Task brief: Only the lines from the line holding "green leaf, placing" through the final line of the entries below are to be returned, exactly as they stand.

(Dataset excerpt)

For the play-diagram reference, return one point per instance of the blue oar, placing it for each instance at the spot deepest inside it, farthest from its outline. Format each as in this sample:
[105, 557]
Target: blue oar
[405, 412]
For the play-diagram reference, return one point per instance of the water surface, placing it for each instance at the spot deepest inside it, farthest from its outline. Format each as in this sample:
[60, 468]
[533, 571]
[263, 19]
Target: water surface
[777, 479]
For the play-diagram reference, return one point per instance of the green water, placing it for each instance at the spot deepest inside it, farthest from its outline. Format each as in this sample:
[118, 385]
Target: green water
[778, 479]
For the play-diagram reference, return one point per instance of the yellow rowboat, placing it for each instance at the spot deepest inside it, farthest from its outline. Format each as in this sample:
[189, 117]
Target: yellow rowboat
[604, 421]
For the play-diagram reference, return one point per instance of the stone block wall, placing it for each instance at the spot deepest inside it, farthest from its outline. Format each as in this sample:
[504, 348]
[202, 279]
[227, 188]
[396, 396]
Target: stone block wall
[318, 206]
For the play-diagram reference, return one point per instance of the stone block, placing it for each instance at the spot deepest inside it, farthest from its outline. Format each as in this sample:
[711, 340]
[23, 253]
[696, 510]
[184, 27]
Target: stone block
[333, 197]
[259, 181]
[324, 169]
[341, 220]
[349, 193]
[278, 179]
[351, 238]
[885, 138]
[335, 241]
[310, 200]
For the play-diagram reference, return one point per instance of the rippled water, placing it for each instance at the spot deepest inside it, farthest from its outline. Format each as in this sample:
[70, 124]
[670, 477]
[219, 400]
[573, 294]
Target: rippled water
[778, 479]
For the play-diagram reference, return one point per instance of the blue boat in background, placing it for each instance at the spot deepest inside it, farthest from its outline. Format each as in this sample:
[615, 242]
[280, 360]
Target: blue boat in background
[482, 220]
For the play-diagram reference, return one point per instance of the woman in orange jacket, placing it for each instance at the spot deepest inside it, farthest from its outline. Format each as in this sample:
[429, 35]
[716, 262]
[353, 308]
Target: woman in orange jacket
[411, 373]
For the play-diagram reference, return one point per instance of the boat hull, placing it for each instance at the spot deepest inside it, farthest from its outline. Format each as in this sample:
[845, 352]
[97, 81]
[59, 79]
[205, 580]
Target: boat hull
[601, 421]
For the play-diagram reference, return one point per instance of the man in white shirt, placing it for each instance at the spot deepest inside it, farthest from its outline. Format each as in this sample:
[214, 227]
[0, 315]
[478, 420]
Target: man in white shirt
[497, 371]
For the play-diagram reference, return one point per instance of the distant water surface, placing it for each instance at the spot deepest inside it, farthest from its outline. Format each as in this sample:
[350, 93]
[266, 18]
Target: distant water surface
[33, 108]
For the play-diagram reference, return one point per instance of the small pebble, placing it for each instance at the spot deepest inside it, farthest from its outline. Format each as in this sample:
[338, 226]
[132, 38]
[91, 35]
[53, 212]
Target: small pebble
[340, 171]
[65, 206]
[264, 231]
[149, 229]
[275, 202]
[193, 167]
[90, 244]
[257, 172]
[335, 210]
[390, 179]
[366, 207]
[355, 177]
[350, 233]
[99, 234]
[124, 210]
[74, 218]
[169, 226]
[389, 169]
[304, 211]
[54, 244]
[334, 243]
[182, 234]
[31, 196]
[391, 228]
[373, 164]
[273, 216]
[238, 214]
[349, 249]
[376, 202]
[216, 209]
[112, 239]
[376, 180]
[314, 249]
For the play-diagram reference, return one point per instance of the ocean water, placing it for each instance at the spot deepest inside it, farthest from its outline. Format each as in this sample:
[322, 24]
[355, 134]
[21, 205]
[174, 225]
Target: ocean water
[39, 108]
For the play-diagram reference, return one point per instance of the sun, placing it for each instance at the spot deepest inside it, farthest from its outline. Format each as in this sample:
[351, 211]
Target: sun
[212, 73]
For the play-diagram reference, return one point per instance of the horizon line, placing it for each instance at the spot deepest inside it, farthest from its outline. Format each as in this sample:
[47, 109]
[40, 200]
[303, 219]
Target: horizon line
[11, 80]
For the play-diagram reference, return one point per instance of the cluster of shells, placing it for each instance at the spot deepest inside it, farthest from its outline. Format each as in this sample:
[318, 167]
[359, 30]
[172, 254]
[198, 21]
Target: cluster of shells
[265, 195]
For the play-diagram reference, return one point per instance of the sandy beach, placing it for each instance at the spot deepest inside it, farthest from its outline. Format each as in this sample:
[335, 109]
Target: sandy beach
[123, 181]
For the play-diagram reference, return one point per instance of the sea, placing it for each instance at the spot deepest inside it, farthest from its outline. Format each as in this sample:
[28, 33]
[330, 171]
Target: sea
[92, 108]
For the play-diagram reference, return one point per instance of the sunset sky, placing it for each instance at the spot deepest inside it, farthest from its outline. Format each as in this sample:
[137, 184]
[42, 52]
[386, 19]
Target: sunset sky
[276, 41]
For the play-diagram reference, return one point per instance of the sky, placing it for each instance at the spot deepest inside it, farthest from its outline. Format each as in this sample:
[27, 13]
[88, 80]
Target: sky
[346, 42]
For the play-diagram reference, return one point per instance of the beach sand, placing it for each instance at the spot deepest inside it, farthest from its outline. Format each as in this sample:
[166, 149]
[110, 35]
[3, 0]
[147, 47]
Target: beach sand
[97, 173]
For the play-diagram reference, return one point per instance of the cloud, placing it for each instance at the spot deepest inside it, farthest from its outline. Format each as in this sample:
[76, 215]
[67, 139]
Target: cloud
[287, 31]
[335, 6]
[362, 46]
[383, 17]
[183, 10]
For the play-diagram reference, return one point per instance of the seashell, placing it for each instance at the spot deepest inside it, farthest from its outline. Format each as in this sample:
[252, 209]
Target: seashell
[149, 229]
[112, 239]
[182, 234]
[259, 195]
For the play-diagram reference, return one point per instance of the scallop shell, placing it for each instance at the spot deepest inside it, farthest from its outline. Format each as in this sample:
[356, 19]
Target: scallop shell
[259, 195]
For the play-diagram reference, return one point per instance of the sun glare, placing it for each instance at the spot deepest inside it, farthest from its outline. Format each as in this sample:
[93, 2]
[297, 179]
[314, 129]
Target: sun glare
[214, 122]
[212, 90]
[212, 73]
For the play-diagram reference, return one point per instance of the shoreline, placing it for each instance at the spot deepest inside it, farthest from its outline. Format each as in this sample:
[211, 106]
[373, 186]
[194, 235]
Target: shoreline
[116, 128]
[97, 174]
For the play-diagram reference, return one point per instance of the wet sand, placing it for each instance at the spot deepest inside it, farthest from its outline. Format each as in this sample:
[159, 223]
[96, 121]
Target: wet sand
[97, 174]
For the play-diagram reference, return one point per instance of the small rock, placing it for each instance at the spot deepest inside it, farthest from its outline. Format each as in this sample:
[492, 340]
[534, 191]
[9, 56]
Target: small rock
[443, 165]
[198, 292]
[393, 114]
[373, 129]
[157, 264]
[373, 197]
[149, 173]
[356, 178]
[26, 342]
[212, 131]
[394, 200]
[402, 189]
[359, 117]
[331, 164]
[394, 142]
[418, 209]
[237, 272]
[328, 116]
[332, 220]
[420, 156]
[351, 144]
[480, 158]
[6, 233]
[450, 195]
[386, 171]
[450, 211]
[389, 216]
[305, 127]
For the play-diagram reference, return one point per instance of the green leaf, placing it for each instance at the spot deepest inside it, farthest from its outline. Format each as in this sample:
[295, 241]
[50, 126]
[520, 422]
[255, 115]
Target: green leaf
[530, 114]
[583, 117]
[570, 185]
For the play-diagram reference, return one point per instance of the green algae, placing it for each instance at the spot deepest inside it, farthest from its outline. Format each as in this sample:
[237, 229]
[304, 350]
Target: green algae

Task answer:
For the play-diagram reference, return one point per instance of the green leaf, placing it for each instance at the spot deepest inside it, farthest from its outline. Format each as in this sample:
[295, 241]
[50, 126]
[520, 422]
[255, 115]
Target: green leaf
[530, 114]
[583, 117]
[570, 185]
For the play-diagram reference, return one point per instance of the green algae, placing it for each instance at the spot deepest inside it, farthest from its outline. Format each as in this sample:
[237, 229]
[304, 350]
Target: green algae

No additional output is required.